● Task description
With the line containing "of the green" as the starting point, write out each line exactly through the final line of the listing, both ends included.
··· Provided records ···
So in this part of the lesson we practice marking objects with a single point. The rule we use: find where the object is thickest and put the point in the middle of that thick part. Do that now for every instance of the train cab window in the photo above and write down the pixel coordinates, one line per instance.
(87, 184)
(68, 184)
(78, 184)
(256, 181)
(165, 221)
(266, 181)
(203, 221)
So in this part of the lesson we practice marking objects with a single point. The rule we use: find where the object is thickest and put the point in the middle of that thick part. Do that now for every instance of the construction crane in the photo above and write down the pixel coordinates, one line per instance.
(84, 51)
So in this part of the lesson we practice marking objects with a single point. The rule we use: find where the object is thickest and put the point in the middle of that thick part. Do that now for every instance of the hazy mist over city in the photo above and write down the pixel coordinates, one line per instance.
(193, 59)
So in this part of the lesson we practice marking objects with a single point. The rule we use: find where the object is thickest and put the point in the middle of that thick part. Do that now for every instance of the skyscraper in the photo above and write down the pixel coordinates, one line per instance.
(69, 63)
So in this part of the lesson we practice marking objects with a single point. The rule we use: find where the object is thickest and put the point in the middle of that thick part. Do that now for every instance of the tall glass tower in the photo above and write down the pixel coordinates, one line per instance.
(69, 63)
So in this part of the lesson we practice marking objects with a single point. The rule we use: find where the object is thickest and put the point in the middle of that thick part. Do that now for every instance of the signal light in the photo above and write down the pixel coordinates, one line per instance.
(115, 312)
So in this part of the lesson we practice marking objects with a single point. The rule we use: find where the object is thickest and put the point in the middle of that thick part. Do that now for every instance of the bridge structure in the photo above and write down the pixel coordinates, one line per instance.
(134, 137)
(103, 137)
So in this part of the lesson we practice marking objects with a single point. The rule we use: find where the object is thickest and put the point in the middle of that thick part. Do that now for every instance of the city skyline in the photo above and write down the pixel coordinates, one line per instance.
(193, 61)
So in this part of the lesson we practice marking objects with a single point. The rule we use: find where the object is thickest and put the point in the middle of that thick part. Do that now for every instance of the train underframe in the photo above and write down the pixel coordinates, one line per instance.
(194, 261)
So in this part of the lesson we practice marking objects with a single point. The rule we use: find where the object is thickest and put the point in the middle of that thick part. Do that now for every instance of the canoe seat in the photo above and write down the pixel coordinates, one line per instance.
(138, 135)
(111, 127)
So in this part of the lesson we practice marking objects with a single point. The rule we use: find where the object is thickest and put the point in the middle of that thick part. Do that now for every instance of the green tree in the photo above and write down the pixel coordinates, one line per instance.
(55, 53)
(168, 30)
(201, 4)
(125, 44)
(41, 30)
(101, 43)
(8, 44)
···
● Solved problem
So in this part of the lesson we practice marking objects with a single point. The rule we use: find where the object is thickest and put the point in the middle of that thick part. Do that now for every instance of the green tree in the photo above and write down the pixel coordinates, one line per instance.
(55, 53)
(168, 30)
(201, 4)
(125, 44)
(41, 30)
(101, 43)
(8, 44)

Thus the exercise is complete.